-------- DATA PROVIDED --------
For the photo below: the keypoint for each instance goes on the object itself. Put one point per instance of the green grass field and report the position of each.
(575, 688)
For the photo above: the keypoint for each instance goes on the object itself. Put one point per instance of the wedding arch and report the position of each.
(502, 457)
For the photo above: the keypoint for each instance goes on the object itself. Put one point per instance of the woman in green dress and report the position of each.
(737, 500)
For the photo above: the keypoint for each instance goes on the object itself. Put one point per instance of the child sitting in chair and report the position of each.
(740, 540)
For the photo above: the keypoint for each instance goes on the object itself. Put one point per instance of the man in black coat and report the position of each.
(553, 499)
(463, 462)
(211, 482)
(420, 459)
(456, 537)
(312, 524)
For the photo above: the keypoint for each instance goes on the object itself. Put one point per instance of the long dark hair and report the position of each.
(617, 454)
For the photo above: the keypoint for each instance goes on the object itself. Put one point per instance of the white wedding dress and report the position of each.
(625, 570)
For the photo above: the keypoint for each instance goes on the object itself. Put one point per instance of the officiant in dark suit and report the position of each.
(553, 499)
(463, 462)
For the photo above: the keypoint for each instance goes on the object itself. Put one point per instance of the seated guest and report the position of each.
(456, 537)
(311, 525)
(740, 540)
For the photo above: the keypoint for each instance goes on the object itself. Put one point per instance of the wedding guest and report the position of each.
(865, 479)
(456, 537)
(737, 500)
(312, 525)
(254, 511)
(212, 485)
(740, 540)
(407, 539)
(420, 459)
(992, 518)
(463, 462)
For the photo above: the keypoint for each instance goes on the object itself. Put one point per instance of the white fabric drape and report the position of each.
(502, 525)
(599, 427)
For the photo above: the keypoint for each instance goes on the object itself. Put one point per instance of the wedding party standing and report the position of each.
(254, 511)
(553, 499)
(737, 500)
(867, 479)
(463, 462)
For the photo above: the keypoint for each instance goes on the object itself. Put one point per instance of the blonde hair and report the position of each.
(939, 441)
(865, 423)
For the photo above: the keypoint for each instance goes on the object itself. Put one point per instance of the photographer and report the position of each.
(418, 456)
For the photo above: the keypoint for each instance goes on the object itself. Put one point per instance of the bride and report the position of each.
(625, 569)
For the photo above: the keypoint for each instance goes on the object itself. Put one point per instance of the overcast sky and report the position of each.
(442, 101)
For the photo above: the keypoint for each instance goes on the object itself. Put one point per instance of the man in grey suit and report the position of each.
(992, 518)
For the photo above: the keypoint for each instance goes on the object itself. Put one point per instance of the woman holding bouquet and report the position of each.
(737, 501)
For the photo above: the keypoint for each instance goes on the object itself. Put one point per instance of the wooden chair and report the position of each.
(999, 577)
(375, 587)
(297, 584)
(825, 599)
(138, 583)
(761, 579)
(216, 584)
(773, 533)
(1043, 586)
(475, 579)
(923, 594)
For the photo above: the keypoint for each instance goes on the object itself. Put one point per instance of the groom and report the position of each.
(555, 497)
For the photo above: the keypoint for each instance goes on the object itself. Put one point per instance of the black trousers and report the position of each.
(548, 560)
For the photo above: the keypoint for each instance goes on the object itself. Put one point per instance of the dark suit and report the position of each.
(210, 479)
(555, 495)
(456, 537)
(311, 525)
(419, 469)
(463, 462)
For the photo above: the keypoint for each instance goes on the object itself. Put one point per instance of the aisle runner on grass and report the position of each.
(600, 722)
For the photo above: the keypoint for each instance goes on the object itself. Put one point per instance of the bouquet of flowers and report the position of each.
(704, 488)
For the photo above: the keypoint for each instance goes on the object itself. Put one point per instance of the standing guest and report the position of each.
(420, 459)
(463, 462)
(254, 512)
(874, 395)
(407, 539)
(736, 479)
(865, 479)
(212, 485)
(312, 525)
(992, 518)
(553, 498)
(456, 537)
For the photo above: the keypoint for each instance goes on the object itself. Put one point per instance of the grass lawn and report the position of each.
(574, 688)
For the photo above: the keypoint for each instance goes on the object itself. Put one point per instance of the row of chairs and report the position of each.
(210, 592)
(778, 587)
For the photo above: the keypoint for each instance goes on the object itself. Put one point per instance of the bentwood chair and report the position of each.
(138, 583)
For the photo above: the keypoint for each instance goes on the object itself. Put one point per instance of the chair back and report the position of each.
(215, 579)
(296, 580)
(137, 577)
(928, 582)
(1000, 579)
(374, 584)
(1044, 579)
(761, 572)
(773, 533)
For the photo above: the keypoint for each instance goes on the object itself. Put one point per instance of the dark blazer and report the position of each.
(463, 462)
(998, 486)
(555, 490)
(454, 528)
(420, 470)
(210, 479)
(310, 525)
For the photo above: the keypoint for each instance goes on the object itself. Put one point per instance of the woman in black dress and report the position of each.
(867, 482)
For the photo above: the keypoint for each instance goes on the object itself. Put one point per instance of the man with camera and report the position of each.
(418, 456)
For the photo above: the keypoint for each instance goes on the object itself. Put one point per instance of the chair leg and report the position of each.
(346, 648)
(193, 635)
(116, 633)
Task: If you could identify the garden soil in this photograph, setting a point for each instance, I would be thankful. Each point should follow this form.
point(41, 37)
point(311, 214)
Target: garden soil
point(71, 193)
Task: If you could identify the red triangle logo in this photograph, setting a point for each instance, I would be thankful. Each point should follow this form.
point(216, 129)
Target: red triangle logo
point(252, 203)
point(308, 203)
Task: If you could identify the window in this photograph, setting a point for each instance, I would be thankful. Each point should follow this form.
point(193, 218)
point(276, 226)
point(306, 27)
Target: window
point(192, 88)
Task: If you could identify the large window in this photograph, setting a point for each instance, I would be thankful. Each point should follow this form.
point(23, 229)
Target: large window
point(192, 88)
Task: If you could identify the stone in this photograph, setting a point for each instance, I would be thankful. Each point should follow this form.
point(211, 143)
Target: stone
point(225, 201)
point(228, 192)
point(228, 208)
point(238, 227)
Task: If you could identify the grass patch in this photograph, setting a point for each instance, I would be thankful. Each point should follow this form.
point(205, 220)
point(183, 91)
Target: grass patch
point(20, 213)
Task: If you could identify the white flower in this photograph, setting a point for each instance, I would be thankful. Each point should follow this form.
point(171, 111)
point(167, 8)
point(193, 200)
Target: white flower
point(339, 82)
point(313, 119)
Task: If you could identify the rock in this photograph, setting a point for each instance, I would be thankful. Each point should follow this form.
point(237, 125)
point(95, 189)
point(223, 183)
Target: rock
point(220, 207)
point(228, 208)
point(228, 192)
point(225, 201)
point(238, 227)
--------
## [YOUR INSTRUCTIONS]
Rescale the stretch from the line containing "Task: If you could identify the grass" through the end of the material, writing out every line again, requests included, with each point coordinate in the answers multiplied by 2.5 and rounded to a whole number, halves rounded up. Keep the numbers in the requests and their sample points unchanged.

## [THE OUTPUT]
Task: If you could identify the grass patch in this photograph, setting a point for each instance, I would be thankful. Each point should follow this form.
point(205, 220)
point(183, 91)
Target: grass patch
point(50, 533)
Task: If you could identify the white flower in this photograph, setting a point for each instance, I would be thankful. Each point should follow this form.
point(171, 111)
point(167, 8)
point(193, 200)
Target: white flower
point(848, 205)
point(783, 298)
Task: If you could identify the rock in this photograph, setting a point for each instance, I would be thankful. Each point should follow this form.
point(237, 125)
point(95, 189)
point(223, 183)
Target: rock
point(550, 518)
point(570, 520)
point(570, 480)
point(563, 503)
point(595, 568)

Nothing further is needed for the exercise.